> **What to produce**
Copy the lines below verbatim, starting from the line with "the white road" and ending with the line with "x=93, y=729", both included.

> **Pointing dataset excerpts**

-*-

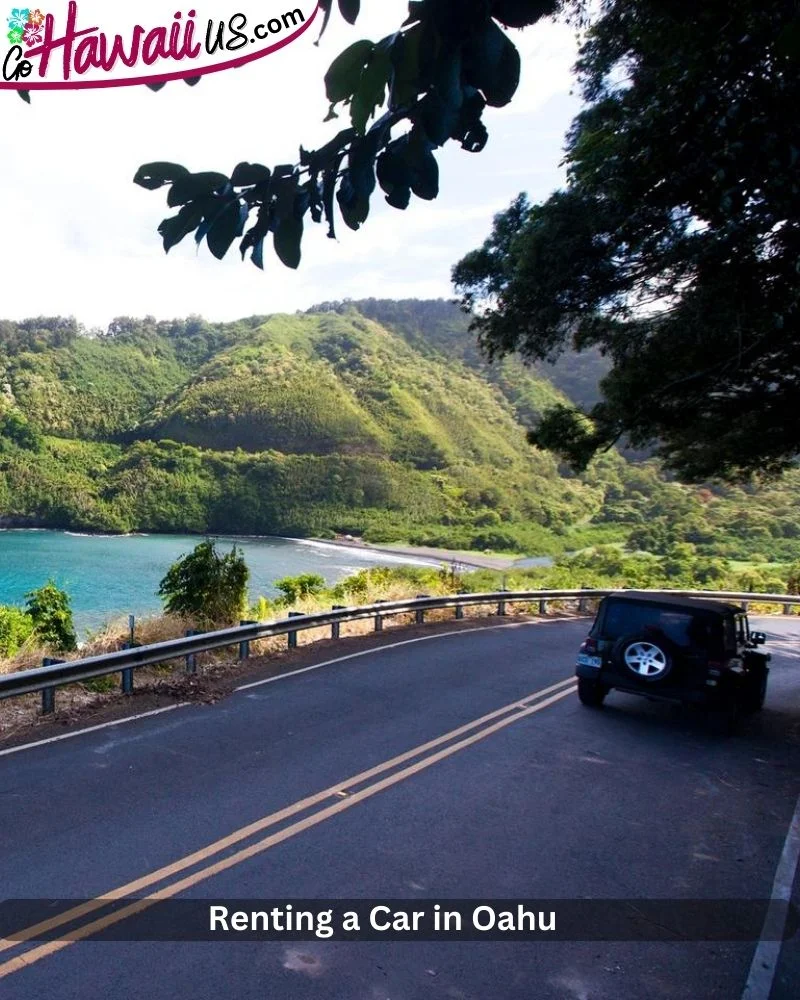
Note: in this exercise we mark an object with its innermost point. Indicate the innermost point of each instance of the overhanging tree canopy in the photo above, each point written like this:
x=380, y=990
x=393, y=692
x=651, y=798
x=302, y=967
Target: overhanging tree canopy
x=431, y=79
x=675, y=247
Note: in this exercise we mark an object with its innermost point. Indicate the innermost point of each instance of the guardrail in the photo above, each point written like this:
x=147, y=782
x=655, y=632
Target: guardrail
x=58, y=673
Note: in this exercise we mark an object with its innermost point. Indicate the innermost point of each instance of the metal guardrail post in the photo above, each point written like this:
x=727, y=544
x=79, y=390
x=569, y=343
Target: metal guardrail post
x=292, y=636
x=244, y=645
x=336, y=627
x=49, y=694
x=127, y=675
x=191, y=658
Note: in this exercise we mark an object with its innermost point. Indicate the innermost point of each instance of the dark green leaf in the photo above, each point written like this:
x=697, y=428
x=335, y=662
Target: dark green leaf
x=522, y=13
x=493, y=65
x=350, y=10
x=191, y=186
x=405, y=54
x=353, y=203
x=344, y=74
x=224, y=229
x=371, y=91
x=155, y=175
x=288, y=241
x=174, y=229
x=425, y=172
x=246, y=174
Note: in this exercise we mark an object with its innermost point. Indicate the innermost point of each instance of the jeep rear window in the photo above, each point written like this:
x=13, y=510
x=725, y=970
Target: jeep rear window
x=639, y=619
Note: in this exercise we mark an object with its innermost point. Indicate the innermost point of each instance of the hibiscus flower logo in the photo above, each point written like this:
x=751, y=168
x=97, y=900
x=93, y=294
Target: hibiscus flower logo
x=20, y=16
x=33, y=34
x=25, y=26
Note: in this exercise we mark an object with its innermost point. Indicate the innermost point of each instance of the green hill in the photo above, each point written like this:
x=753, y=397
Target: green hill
x=375, y=418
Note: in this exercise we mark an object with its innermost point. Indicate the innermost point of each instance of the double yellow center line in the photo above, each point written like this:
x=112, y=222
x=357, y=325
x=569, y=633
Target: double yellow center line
x=345, y=794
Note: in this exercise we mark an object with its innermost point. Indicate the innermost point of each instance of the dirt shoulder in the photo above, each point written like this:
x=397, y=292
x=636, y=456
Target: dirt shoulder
x=80, y=707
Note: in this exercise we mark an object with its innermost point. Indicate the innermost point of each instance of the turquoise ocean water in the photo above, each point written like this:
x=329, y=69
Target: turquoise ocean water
x=112, y=577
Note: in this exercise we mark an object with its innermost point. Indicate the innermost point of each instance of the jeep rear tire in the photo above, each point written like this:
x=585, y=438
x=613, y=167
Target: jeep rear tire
x=591, y=693
x=755, y=690
x=642, y=657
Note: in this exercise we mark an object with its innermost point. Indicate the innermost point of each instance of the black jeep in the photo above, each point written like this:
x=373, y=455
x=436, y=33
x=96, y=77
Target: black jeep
x=679, y=649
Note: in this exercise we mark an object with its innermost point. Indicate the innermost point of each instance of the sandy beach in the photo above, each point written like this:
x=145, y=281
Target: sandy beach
x=471, y=560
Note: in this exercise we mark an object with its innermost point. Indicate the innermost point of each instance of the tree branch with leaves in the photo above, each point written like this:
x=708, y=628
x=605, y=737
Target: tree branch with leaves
x=407, y=95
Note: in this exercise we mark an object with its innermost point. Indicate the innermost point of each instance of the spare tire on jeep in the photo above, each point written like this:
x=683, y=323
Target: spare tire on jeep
x=643, y=657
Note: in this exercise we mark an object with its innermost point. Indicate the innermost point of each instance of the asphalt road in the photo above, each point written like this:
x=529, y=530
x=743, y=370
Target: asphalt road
x=544, y=799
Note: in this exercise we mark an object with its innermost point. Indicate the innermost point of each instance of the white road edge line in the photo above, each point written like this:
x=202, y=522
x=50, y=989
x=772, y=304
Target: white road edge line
x=765, y=960
x=269, y=680
x=93, y=729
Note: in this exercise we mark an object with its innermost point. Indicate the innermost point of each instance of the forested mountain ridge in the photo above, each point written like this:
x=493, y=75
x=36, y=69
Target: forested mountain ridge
x=373, y=418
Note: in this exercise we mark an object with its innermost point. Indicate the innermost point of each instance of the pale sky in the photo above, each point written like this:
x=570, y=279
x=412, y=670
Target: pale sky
x=80, y=239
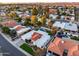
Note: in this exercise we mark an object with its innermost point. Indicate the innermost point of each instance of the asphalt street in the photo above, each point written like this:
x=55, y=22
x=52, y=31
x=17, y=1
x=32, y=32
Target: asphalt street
x=8, y=49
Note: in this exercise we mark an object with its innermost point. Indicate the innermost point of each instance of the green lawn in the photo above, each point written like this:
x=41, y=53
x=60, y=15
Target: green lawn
x=27, y=48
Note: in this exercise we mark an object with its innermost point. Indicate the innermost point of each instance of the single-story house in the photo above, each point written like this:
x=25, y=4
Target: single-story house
x=10, y=23
x=21, y=29
x=59, y=24
x=43, y=39
x=63, y=47
x=66, y=25
x=53, y=16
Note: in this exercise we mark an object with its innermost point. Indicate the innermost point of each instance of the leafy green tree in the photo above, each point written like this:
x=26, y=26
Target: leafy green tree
x=6, y=30
x=34, y=11
x=27, y=22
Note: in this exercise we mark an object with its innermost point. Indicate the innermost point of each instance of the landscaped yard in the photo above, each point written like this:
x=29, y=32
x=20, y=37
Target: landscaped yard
x=75, y=38
x=27, y=48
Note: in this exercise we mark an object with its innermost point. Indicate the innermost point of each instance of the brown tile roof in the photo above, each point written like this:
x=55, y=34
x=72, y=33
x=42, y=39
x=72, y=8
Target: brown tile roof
x=58, y=46
x=9, y=23
x=36, y=36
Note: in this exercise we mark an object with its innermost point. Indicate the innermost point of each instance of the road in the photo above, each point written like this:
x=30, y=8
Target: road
x=8, y=49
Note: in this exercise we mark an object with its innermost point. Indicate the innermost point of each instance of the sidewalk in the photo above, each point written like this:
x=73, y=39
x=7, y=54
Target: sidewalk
x=15, y=44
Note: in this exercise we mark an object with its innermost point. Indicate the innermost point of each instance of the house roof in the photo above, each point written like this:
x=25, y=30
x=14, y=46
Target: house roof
x=18, y=27
x=36, y=36
x=52, y=11
x=65, y=25
x=58, y=46
x=10, y=23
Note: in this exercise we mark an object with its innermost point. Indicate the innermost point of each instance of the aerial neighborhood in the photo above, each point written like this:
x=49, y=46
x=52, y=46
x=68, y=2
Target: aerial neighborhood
x=41, y=29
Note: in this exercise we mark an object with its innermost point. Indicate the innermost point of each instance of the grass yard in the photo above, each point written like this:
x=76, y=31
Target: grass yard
x=27, y=48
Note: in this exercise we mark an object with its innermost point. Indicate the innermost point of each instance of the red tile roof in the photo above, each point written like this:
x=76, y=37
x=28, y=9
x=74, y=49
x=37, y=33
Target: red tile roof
x=9, y=23
x=36, y=36
x=52, y=11
x=18, y=27
x=58, y=46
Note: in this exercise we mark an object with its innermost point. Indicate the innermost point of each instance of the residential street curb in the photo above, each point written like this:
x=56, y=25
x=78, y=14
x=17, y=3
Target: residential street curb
x=27, y=54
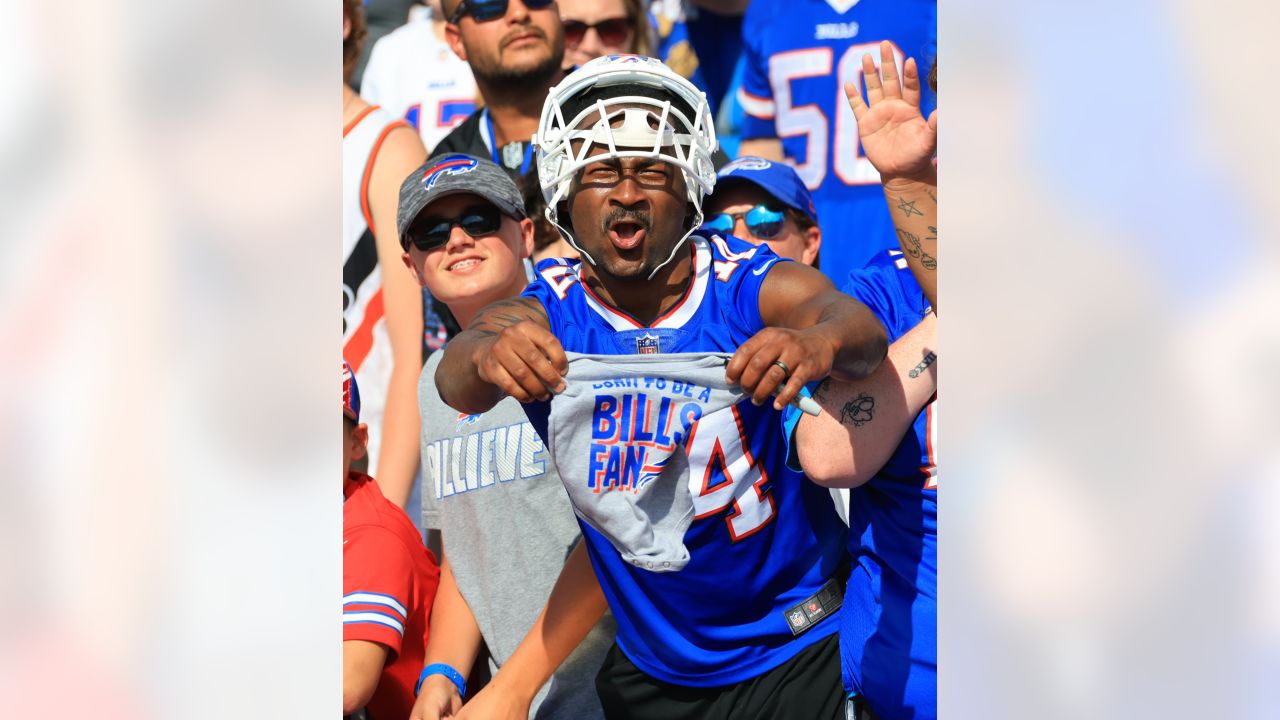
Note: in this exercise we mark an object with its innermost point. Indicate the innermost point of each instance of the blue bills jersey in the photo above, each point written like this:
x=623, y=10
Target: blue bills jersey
x=799, y=55
x=888, y=623
x=764, y=542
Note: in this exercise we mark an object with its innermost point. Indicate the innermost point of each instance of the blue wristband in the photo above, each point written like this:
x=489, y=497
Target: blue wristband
x=448, y=671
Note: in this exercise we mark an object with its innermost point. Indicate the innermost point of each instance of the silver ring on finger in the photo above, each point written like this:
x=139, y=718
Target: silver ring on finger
x=786, y=372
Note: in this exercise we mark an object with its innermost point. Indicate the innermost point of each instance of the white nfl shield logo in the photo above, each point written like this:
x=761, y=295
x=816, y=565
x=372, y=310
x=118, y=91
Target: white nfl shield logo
x=647, y=343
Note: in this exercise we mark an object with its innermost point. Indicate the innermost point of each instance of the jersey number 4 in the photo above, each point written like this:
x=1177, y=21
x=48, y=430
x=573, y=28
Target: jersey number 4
x=722, y=473
x=812, y=122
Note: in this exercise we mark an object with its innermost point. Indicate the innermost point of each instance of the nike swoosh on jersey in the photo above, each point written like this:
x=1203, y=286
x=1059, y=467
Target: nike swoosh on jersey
x=762, y=268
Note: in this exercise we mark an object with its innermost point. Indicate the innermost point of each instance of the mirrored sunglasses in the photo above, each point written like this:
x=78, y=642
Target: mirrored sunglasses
x=613, y=31
x=762, y=222
x=485, y=10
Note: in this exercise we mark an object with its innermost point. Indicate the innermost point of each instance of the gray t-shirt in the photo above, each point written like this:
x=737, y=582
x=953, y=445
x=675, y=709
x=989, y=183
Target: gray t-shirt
x=490, y=488
x=629, y=464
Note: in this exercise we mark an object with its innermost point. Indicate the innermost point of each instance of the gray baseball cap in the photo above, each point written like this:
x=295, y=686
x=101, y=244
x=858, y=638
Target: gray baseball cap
x=452, y=174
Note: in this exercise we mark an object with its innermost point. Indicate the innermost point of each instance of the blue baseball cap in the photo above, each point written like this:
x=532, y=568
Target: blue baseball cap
x=776, y=178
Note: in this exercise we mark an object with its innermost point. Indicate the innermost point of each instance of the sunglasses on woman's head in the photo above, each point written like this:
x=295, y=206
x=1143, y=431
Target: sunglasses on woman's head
x=485, y=10
x=762, y=220
x=428, y=233
x=613, y=31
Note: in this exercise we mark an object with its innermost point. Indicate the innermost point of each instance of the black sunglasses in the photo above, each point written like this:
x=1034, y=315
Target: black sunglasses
x=485, y=10
x=613, y=31
x=428, y=232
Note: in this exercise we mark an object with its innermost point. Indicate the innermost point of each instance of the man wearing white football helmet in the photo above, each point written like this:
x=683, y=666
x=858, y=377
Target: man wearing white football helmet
x=744, y=629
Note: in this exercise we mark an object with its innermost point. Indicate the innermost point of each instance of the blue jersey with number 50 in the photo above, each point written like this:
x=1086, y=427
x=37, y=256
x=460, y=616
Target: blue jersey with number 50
x=763, y=540
x=799, y=57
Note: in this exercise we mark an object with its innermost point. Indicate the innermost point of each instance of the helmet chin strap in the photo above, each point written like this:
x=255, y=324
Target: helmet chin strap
x=568, y=237
x=632, y=132
x=698, y=220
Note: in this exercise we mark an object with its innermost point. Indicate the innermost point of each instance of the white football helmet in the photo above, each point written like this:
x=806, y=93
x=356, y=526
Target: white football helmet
x=648, y=128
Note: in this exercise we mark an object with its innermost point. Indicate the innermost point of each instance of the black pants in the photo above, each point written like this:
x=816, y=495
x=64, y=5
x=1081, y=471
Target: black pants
x=805, y=687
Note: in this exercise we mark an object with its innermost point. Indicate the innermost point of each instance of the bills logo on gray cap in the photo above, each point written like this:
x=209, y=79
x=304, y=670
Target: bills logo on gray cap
x=451, y=165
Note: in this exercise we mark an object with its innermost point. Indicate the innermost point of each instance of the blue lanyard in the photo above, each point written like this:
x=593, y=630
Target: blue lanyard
x=497, y=153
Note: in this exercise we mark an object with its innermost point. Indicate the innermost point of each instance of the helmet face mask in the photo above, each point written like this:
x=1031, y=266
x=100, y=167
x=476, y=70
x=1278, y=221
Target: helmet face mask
x=629, y=122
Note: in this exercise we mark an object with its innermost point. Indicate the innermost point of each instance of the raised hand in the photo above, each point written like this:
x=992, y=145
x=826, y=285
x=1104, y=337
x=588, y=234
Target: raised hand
x=895, y=136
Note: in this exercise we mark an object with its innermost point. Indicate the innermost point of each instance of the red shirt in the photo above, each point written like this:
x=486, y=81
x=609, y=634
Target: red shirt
x=388, y=583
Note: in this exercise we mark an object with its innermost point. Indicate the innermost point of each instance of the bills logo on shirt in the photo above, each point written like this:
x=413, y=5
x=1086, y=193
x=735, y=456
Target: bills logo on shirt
x=648, y=343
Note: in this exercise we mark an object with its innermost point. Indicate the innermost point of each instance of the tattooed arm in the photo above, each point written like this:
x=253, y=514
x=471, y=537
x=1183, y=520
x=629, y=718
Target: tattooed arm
x=900, y=144
x=506, y=350
x=914, y=206
x=863, y=422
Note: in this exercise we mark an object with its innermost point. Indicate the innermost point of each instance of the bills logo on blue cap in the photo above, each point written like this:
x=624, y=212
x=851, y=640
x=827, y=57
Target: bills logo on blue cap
x=350, y=393
x=448, y=165
x=745, y=164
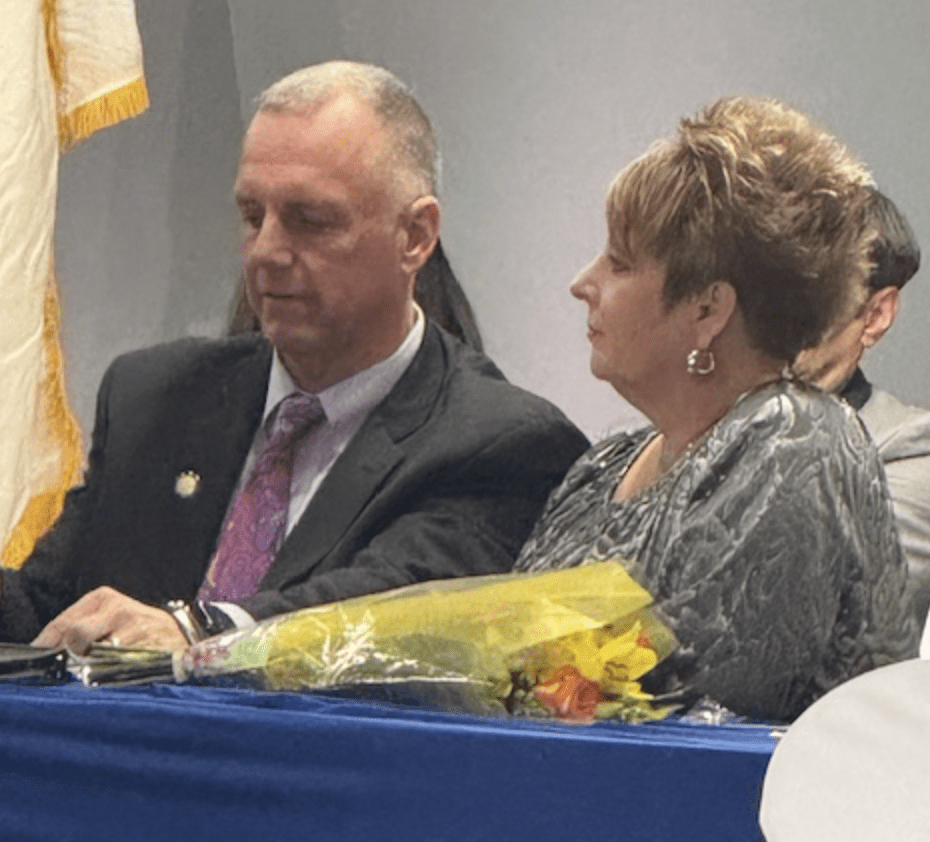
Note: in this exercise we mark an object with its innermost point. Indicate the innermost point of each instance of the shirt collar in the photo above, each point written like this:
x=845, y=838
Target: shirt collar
x=358, y=394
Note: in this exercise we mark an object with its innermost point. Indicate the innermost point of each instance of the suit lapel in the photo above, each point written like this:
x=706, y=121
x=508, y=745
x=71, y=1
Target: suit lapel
x=230, y=403
x=373, y=453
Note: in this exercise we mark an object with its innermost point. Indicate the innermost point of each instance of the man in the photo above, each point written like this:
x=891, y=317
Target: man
x=901, y=433
x=356, y=448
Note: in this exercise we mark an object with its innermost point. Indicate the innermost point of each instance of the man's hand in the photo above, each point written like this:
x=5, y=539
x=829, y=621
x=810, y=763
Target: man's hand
x=108, y=615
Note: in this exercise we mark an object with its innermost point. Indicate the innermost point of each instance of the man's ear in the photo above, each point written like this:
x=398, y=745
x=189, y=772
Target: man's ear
x=880, y=312
x=713, y=308
x=421, y=231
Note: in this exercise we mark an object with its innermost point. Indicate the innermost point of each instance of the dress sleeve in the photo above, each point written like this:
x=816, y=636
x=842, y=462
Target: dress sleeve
x=785, y=577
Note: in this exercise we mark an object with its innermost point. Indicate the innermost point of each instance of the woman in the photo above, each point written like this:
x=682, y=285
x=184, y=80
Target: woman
x=754, y=509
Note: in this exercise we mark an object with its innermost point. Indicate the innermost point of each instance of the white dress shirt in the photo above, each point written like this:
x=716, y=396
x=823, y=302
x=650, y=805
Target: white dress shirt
x=347, y=404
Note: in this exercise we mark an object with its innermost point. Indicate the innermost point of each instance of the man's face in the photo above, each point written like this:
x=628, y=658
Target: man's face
x=323, y=240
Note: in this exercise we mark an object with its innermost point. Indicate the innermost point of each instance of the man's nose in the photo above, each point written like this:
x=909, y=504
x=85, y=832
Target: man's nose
x=582, y=287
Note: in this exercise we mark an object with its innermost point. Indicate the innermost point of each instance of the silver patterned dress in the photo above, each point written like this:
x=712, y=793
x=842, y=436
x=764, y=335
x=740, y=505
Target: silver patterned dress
x=770, y=551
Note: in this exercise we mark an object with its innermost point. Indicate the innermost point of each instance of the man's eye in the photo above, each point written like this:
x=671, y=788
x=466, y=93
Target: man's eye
x=304, y=220
x=251, y=216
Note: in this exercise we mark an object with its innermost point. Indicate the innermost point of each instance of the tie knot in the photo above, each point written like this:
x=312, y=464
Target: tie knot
x=296, y=415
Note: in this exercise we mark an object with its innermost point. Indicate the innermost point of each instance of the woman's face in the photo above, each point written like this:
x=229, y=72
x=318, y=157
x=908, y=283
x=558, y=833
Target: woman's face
x=637, y=341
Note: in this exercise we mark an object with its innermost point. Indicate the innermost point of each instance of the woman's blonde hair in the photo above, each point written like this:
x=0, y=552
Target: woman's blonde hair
x=751, y=192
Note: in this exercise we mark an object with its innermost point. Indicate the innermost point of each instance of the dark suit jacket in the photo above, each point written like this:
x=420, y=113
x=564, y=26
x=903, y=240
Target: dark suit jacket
x=445, y=478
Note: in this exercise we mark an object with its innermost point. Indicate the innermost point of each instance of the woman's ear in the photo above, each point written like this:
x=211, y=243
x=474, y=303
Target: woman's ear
x=714, y=306
x=880, y=312
x=421, y=231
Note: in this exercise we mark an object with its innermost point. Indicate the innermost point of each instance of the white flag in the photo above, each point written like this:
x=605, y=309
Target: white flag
x=67, y=68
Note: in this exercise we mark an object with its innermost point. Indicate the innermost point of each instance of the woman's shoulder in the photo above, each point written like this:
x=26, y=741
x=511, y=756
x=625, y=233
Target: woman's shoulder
x=796, y=415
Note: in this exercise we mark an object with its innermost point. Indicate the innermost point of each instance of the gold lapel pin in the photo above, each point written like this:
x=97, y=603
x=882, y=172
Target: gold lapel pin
x=187, y=483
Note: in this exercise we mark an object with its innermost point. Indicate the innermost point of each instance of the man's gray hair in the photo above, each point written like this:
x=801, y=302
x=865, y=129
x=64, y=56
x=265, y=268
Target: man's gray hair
x=391, y=99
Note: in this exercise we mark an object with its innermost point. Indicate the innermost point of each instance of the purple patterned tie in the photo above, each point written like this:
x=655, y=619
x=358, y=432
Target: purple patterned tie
x=255, y=527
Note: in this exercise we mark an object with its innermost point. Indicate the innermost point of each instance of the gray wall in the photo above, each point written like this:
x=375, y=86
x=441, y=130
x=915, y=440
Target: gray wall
x=537, y=104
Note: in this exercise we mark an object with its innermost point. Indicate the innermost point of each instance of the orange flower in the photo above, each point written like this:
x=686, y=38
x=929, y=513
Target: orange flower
x=569, y=694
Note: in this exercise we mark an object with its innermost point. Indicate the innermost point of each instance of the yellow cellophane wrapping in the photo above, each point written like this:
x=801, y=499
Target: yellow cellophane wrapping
x=568, y=643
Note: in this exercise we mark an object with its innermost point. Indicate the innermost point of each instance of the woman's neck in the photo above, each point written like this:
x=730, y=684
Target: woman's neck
x=686, y=420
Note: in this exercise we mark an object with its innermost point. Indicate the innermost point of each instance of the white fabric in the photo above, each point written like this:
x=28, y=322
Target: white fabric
x=854, y=767
x=346, y=405
x=101, y=49
x=28, y=181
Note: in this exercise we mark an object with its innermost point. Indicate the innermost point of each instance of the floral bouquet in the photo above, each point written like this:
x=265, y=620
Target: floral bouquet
x=570, y=644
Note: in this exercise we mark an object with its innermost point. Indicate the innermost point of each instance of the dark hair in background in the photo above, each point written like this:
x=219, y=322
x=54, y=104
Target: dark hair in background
x=437, y=291
x=896, y=253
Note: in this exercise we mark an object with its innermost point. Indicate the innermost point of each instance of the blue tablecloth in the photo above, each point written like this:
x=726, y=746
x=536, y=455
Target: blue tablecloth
x=196, y=763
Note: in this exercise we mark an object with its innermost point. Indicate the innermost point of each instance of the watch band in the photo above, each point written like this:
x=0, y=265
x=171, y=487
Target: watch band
x=184, y=617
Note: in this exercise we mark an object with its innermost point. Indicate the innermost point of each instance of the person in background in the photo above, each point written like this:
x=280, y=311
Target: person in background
x=901, y=432
x=352, y=447
x=752, y=508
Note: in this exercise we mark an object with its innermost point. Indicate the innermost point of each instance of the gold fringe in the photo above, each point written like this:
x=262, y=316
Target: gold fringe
x=83, y=121
x=60, y=426
x=52, y=44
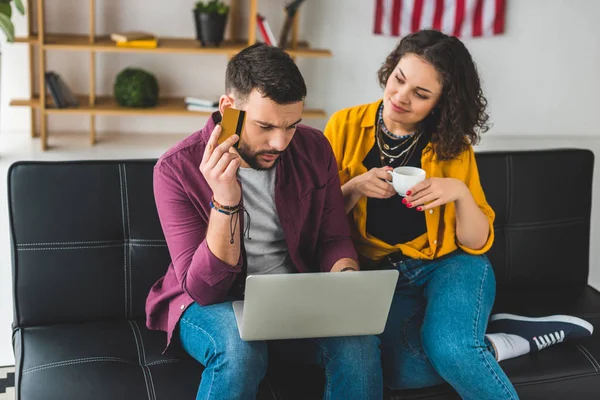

-*-

> **The response**
Note: in this exercise we mark an object with its innermost point. Indicate the innermost point of each instance of the white road edge line in the photo above, each point written like this:
x=202, y=522
x=50, y=989
x=772, y=304
Target: white road edge line
x=765, y=960
x=269, y=680
x=93, y=729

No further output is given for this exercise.